> **Exercise details**: After locating the line that contains "List every instance of the door handle here." in the data below, set down exactly that line and each one after it through the line that contains "Give the segmentation of every instance of the table", and nothing more.

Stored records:
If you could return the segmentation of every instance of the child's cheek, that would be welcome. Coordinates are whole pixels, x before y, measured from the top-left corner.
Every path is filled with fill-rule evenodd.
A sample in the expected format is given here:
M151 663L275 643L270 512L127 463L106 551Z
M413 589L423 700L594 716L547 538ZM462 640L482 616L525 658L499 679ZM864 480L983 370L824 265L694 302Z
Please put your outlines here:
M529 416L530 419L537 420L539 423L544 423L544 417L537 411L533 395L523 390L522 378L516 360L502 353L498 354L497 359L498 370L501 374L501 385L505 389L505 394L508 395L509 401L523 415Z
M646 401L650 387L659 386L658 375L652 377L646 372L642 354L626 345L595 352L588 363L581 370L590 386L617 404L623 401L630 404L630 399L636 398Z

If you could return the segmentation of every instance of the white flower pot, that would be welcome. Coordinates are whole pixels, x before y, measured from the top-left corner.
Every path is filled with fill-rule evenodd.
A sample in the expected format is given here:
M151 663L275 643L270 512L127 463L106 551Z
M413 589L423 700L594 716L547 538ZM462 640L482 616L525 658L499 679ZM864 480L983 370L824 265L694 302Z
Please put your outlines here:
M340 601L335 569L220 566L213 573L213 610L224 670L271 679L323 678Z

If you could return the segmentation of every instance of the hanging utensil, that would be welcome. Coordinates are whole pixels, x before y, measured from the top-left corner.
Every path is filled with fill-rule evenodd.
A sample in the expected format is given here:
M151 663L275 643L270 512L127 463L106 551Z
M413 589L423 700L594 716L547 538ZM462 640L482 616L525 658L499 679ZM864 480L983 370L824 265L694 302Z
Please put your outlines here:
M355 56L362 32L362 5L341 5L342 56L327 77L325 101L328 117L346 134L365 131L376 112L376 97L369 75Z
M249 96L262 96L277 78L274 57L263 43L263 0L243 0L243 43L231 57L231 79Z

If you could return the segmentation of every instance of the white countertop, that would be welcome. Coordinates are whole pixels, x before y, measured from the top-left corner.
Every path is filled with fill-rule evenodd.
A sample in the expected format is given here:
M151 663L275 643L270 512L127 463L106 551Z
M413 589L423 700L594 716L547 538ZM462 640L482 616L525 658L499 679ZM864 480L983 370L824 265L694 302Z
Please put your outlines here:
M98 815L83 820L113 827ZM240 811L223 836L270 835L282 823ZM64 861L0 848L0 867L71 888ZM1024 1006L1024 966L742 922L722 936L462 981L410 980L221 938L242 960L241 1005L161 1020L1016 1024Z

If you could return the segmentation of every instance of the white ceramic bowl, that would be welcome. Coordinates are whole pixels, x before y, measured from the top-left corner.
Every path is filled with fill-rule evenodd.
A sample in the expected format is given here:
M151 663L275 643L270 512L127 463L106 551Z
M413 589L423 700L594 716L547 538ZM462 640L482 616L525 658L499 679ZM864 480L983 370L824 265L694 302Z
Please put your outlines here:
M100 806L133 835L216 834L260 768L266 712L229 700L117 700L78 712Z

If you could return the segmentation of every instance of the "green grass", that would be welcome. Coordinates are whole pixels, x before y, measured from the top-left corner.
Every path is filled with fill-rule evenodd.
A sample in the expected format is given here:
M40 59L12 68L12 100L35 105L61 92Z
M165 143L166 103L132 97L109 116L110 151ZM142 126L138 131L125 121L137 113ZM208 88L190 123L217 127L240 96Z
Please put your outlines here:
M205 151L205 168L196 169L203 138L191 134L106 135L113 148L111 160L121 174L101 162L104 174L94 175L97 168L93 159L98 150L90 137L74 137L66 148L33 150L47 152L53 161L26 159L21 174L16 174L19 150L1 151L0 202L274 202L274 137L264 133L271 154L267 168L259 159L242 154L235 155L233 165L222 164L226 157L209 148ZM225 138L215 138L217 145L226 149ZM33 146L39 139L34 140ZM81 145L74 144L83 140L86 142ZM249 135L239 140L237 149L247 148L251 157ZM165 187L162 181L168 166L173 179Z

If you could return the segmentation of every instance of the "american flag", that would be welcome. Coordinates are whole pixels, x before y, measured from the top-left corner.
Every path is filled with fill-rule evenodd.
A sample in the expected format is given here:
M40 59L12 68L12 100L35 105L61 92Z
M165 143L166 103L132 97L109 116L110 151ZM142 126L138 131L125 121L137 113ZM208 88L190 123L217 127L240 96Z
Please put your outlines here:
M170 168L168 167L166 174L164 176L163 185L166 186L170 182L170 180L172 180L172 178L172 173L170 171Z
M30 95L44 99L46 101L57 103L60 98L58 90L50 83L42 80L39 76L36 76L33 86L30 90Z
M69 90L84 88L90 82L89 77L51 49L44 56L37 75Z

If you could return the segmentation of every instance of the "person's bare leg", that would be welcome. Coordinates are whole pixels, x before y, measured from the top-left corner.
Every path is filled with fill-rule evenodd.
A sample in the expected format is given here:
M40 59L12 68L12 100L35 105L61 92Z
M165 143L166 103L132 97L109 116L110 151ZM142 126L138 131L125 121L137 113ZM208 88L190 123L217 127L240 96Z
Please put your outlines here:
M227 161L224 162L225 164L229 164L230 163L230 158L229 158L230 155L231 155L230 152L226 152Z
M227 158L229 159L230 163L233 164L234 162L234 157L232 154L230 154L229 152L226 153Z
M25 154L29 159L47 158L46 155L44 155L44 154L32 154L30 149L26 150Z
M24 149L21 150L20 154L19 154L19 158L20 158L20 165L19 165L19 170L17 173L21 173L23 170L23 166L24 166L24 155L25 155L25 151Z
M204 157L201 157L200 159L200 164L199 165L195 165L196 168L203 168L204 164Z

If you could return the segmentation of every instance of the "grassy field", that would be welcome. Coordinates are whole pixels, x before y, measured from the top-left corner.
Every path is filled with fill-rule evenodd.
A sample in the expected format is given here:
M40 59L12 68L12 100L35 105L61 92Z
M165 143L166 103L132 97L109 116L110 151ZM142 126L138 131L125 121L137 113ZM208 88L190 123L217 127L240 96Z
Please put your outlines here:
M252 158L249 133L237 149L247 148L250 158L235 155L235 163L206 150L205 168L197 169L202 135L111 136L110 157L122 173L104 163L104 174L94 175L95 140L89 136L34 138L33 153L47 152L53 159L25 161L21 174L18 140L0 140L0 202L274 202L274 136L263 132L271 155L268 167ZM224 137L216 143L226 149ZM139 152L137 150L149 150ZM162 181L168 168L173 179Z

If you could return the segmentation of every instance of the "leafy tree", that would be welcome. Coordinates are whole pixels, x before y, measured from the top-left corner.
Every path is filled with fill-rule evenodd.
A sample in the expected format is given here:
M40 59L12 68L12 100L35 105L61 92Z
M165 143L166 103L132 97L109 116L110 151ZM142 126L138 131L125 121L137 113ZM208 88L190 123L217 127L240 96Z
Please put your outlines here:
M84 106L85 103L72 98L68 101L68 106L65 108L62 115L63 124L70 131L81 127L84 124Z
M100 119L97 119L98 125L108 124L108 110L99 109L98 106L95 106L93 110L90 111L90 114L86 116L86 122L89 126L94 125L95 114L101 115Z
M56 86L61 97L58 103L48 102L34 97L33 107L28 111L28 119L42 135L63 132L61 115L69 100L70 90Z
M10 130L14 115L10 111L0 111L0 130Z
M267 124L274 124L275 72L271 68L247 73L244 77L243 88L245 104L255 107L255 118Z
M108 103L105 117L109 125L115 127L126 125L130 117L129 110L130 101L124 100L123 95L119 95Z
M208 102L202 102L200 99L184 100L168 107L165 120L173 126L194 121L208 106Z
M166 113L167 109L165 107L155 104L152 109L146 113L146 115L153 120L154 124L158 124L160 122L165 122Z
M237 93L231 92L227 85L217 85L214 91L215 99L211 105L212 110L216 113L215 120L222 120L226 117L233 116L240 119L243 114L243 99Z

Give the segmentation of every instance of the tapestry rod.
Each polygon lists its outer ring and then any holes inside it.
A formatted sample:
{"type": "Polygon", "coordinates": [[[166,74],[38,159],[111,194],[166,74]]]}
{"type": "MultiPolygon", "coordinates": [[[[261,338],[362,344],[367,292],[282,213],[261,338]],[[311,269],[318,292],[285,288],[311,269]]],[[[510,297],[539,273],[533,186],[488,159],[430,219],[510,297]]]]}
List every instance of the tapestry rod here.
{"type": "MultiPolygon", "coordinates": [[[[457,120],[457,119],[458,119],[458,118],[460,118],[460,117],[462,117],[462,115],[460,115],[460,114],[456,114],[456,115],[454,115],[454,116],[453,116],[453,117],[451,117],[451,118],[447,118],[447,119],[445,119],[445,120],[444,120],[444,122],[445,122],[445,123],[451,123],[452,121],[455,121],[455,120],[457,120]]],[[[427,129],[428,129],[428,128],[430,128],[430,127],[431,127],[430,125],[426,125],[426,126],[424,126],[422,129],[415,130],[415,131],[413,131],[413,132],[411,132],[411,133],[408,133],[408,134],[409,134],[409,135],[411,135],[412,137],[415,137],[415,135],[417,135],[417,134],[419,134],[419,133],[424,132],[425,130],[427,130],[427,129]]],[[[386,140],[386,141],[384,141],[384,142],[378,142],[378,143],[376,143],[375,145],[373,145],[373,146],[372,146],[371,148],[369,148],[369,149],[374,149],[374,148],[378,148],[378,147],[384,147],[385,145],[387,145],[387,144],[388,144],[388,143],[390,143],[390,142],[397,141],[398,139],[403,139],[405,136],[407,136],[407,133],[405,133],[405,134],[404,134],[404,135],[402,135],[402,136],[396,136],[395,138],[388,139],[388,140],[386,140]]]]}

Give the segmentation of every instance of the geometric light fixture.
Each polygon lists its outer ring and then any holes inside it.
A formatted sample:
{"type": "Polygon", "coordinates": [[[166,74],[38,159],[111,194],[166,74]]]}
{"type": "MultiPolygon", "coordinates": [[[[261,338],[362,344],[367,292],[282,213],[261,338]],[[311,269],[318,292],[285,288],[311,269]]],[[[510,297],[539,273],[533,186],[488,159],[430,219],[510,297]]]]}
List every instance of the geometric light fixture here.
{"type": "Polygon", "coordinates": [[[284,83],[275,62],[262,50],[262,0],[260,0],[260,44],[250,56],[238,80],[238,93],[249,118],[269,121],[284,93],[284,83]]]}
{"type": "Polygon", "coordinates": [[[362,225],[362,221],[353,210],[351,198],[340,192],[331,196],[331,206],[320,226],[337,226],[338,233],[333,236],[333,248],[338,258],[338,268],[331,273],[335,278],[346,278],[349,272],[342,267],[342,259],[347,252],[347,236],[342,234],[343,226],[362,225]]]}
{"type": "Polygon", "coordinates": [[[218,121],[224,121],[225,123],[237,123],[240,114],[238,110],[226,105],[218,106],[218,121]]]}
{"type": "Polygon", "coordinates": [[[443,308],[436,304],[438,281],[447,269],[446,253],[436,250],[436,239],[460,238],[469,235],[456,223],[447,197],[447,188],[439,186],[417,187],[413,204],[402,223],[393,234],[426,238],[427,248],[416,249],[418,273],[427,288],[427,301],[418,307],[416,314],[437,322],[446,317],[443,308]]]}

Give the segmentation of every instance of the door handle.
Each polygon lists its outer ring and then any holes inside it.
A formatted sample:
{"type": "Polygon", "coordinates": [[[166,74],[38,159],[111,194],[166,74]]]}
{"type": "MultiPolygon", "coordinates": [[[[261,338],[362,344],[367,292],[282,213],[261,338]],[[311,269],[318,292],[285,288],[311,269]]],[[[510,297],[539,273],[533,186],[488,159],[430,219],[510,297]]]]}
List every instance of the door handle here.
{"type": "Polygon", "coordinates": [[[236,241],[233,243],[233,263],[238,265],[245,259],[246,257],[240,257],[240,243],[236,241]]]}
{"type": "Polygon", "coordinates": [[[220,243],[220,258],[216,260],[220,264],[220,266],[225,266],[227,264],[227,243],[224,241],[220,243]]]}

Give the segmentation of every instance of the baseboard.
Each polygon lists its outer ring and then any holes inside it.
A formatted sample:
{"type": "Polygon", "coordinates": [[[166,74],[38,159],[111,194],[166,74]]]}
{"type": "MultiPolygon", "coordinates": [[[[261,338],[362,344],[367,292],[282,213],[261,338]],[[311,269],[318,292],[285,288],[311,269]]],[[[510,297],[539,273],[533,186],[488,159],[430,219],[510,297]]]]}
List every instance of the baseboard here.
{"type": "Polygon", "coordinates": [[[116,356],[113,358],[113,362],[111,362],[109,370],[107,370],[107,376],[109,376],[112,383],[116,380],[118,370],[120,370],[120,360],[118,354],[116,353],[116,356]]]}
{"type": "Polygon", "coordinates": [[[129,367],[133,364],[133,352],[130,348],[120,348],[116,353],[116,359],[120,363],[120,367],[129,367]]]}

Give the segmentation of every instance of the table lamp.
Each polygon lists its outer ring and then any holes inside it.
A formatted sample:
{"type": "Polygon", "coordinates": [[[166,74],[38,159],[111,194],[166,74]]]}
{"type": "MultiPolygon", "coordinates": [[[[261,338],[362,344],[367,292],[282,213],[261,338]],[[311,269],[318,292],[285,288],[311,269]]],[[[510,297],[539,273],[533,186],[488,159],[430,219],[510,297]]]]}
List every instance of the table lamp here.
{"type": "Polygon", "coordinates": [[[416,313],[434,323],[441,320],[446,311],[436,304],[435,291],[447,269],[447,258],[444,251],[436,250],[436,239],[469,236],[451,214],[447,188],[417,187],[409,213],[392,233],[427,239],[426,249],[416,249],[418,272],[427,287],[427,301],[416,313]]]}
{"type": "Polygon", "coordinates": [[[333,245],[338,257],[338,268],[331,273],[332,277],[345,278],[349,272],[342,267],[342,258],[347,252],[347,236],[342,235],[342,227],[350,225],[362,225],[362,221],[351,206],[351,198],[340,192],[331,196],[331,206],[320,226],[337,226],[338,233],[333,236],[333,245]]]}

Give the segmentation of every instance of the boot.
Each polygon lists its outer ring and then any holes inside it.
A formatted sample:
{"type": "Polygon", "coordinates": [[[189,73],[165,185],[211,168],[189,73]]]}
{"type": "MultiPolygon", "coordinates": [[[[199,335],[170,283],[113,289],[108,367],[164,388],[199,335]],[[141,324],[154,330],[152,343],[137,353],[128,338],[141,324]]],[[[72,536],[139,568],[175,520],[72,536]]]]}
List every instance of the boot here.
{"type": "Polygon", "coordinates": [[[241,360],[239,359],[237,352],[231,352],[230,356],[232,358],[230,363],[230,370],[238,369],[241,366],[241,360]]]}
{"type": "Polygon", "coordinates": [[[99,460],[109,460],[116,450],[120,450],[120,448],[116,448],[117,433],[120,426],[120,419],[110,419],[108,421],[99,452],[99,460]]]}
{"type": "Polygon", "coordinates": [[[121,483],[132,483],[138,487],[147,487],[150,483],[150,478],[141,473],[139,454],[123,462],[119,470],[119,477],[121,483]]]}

> **The answer**:
List every instance of the door handle here.
{"type": "Polygon", "coordinates": [[[236,241],[233,243],[233,263],[238,265],[245,259],[246,257],[240,257],[240,243],[236,241]]]}
{"type": "Polygon", "coordinates": [[[220,243],[220,258],[216,260],[220,264],[220,266],[225,266],[227,264],[227,243],[224,241],[220,243]]]}

Give the segmentation of every instance of the baseboard.
Each polygon lists its outer ring and then any holes inside it.
A formatted sample:
{"type": "Polygon", "coordinates": [[[166,74],[38,159],[111,194],[166,74]]]}
{"type": "MultiPolygon", "coordinates": [[[[261,338],[362,344],[367,292],[282,213],[261,338]],[[311,269],[318,292],[285,288],[311,269]]],[[[510,297],[539,273],[533,186],[488,159],[430,219],[510,297]]]]}
List every instance of the baseboard here.
{"type": "Polygon", "coordinates": [[[116,356],[113,358],[113,362],[111,362],[109,370],[107,370],[107,376],[109,376],[112,383],[116,380],[118,370],[120,370],[120,360],[118,354],[116,353],[116,356]]]}
{"type": "Polygon", "coordinates": [[[129,367],[133,364],[133,352],[130,348],[120,348],[116,353],[116,359],[120,363],[120,367],[129,367]]]}

Give the segmentation of every instance of the table lamp.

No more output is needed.